**Extracted entries**:
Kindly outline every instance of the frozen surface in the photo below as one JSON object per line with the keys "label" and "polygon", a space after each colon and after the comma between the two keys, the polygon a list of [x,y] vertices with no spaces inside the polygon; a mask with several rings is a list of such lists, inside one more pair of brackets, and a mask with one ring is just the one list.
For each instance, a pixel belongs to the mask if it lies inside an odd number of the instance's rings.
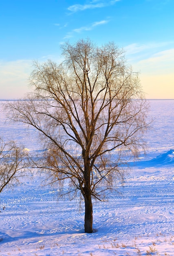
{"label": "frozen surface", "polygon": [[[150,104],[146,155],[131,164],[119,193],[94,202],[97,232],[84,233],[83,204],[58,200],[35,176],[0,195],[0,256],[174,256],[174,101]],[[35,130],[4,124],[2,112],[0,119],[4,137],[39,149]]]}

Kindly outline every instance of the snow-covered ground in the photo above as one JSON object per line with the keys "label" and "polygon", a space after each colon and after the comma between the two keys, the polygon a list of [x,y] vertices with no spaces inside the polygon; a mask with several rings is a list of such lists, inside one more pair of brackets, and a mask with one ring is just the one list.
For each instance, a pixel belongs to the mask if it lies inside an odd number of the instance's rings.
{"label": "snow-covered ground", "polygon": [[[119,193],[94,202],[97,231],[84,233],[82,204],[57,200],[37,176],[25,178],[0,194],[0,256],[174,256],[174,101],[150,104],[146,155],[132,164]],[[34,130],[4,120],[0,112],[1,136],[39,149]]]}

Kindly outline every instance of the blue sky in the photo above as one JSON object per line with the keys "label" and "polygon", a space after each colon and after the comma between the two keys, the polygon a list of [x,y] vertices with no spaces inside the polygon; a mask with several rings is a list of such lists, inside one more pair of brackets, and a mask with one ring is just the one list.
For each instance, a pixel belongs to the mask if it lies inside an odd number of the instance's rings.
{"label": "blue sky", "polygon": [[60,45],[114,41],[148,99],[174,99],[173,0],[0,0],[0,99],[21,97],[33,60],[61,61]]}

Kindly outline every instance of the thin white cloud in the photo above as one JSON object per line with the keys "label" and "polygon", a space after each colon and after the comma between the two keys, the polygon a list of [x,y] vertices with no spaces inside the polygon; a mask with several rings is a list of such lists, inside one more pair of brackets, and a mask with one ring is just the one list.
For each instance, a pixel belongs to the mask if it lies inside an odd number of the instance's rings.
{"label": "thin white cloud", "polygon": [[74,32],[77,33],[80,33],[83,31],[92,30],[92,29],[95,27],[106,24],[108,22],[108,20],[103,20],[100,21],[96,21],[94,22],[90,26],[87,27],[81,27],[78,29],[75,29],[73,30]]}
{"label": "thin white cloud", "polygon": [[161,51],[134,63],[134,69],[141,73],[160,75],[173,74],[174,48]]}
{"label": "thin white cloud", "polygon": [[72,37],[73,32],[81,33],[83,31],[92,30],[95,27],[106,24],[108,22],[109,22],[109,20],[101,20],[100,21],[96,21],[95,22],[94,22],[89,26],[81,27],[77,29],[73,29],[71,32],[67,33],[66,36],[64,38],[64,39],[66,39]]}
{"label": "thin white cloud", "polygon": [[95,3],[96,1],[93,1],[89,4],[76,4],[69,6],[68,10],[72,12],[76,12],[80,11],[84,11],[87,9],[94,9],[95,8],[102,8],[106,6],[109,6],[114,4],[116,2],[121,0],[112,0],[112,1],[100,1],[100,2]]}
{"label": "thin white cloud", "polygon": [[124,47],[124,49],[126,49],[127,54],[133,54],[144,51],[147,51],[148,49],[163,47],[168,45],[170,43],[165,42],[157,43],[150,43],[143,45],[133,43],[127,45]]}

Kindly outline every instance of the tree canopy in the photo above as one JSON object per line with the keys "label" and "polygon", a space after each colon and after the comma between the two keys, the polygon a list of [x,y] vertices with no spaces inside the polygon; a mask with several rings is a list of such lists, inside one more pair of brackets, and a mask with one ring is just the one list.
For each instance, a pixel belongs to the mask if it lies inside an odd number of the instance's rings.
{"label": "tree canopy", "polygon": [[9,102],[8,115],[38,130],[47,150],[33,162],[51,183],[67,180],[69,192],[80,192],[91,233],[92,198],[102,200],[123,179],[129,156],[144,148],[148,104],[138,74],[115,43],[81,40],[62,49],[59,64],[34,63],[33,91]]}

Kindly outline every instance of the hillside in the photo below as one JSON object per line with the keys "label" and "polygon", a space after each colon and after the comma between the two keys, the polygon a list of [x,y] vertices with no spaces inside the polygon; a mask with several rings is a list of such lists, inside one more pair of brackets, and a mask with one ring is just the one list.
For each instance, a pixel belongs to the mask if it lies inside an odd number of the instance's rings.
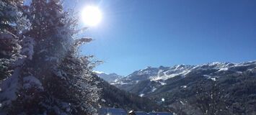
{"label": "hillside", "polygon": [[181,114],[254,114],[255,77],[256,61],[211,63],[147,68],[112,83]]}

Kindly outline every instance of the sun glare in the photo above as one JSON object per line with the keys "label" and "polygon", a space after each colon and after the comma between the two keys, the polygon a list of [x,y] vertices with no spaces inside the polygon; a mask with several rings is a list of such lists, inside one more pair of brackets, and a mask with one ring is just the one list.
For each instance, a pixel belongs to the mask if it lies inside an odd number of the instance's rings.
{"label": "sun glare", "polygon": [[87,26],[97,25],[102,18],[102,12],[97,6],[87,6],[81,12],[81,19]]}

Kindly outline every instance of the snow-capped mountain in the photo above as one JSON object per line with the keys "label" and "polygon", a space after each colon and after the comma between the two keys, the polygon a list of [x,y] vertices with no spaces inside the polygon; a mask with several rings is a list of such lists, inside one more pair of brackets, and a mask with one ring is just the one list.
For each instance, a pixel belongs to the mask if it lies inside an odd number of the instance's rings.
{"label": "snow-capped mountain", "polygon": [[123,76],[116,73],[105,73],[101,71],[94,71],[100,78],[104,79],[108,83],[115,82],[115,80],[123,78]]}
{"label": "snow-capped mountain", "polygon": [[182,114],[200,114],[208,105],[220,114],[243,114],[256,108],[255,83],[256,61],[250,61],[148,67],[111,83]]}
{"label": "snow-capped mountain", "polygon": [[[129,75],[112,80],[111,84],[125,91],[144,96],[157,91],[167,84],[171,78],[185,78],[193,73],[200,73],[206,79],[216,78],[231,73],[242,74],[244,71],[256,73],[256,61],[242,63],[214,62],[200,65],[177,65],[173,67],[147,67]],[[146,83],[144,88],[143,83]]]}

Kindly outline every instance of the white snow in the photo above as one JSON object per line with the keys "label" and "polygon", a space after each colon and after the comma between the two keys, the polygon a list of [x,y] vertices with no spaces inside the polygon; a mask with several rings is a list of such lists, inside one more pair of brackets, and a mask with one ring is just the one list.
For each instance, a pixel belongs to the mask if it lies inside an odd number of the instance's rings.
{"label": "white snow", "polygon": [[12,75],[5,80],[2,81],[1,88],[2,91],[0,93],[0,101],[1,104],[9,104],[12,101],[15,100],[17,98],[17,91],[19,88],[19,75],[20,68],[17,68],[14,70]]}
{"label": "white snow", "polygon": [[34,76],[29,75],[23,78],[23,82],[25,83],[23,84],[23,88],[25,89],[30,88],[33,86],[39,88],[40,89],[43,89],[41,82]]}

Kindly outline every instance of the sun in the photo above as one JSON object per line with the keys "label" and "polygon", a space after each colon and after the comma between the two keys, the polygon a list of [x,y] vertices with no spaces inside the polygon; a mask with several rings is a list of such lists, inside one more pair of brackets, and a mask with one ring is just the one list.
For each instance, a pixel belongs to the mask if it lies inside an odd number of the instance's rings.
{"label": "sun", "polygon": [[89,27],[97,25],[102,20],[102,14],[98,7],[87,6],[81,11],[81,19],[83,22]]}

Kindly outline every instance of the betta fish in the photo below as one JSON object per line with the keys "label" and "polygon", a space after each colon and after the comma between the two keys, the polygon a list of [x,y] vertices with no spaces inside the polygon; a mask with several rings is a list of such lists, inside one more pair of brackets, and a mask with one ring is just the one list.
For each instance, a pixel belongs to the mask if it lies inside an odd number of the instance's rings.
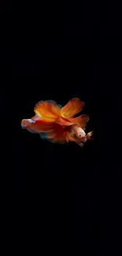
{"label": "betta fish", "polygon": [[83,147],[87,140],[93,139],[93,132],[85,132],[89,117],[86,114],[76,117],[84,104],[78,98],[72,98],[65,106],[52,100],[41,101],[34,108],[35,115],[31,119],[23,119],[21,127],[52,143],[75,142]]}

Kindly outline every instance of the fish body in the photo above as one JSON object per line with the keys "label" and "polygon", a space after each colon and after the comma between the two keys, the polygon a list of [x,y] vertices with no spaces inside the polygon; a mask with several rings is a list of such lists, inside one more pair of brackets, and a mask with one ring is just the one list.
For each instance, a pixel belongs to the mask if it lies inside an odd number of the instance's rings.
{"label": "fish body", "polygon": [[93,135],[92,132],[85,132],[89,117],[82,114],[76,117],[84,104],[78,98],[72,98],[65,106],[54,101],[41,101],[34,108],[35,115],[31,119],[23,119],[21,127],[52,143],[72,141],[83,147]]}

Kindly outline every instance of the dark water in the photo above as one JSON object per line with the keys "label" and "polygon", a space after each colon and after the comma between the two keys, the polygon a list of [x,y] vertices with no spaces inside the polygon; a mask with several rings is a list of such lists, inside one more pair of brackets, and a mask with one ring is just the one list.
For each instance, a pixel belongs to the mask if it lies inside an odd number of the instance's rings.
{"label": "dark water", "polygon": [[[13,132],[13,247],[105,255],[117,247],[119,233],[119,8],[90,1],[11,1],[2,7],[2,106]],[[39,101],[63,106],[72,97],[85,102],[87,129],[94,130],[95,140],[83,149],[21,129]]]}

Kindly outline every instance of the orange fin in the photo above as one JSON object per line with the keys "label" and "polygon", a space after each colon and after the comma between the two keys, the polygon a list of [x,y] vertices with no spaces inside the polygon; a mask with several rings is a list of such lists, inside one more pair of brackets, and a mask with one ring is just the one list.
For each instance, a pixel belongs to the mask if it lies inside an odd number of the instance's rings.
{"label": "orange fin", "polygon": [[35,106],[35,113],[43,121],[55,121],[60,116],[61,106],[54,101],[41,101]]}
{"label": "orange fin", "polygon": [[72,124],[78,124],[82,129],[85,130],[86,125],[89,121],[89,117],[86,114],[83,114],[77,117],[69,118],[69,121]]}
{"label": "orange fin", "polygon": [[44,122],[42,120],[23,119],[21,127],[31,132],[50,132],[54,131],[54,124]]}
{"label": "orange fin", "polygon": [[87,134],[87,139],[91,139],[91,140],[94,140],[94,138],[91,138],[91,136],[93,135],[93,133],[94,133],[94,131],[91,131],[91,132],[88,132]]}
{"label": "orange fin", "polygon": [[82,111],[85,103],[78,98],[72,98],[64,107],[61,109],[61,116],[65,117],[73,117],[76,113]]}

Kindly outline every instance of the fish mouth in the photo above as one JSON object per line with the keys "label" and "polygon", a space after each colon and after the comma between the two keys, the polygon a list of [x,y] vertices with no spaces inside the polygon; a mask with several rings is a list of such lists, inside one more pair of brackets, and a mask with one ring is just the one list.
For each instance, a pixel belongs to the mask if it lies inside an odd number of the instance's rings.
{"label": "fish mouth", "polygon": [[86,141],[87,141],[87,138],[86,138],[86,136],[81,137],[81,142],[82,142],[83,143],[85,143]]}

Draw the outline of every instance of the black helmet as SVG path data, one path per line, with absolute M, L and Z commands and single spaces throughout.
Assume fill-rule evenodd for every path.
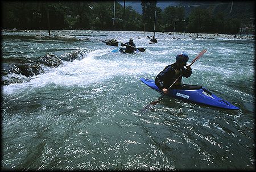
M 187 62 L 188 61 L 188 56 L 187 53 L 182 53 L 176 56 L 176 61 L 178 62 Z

**Task to carry out**:
Which lines of the listing contain the string "blue", matching case exactly? Pull out each of those lines in full.

**Result of this exercise**:
Kindly outline every instance of the blue sky in the photo above as one JSON object per line with the keys "label" and "polygon", a space after each colon and after the comma between the two keys, the polygon a list of [x,y] vertices with no spaces inside the polygon; a mask with several rings is a list of such lists, inside one more pair of brackets, and a mask with one ring is just the one list.
{"label": "blue sky", "polygon": [[60,45],[114,41],[148,99],[174,99],[173,0],[0,0],[0,99],[21,97],[33,60],[61,61]]}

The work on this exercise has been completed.